**VORLIEGENDER TEXT**
Der versunkene Schatz. Das Schiffswrack von Antikythera

27.9.2015 – 27.3.2016

Vor über 2000 Jahren sank ein grosses Frachtschiff auf dem Weg von Griechenland nach Italien. An Bord hatte es wunderbare Kunstwerke und eine geheimnisvolle Zahnradmaschine. Das Wrack und seine Schätze wurden im Jahr 1900 von Schwammtauchern entdeckt und werden seither untersucht. Nun sind die Fundstücke zum ersten Mal ausserhalb von Griechenland zu sehen – im Antikenmuseum Basel.

Das Antikenmuseum Basel erzählt in der Ausstellung „Der versunkene Schatz. Das Schiffswrack von Antikythera“ die Geschichte des bedeutendsten antiken Schiffswracks, das man bisher gefunden hat. Das Wrack stammt von einem Transportschiff, das in 1. Jh. v.Chr. aus dem östlichen Mittelmeerraum unterwegs war ins römische Italien. Geladen hatte es prächtige Marmor- und Bronzestatuen, Münzen, luxuriöse Glasgefässe, Schmuck, Möbel, grosse Mengen Keramik und ein astronomisches Instrument: den sogenannten Mechanismus von Antikythera. 
Die Luxusgüter waren für die römische Aristokratie bestimmt, die ihre Gärten und Villen damit ausstaffierte. Anders als tausende von Schiffen, die im Golf von Neapel ankamen, sank das Schiff von Antikythera bei der gleichnamigen Insel zwischen Kreta und der Peloponnes um 70 v.Chr. wahrscheinlich in einem Sturm.

**BEREITGESTELLTES MATERIAL**
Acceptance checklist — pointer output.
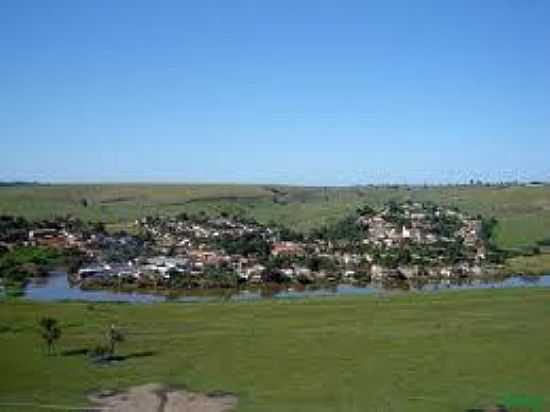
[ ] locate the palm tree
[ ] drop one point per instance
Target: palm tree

**AUFGABEN**
a) Beantworten Sie anhand des Textes über das Schiffswrack von Antikythera diese Fragen:
(i) Wann und von wem wurde das Wrack entdeckt?
(ii) In welchem Museum sind die Fundstücke zu sehen?
(iii) Für wen waren die Luxusgüter an Bord bestimmt?
b) Prüfen Sie, ob die folgenden Aussagen mit dem Text über das Schiffswrack von Antikythera übereinstimmen. Antworten Sie jeweils mit Ja oder Nein und zitieren Sie die entscheidende Textstelle.
(i) Die Fundstücke wurden schon früher außerhalb Griechenlands gezeigt.
(ii) Das Schiff sank bei einer Insel zwischen Kreta und der Peloponnes.
(iii) Das Schiff war auf dem Weg von Italien nach Griechenland.
c) Erklären Sie in ein bis drei Sätzen, wozu die Luxusgüter an Bord laut dem Text über das Schiffswrack von Antikythera dienen sollten.
Das Material spielt hierfür keine Rolle.

**LÖSUNGEN**
a)
(i) Im Jahr 1900, von Schwammtauchern.
(ii) Im Antikenmuseum Basel.
(iii) Für die römische Aristokratie.

b)
(i) Nein: „Nun sind die Fundstücke zum ersten Mal ausserhalb von Griechenland zu sehen“
(ii) Ja: „sank das Schiff von Antikythera bei der gleichnamigen Insel zwischen Kreta und der Peloponnes“
(iii) Nein: „auf dem Weg von Griechenland nach Italien“

c) Die Luxusgüter waren für die römische Aristokratie bestimmt. Diese stattete damit ihre Gärten und Villen aus.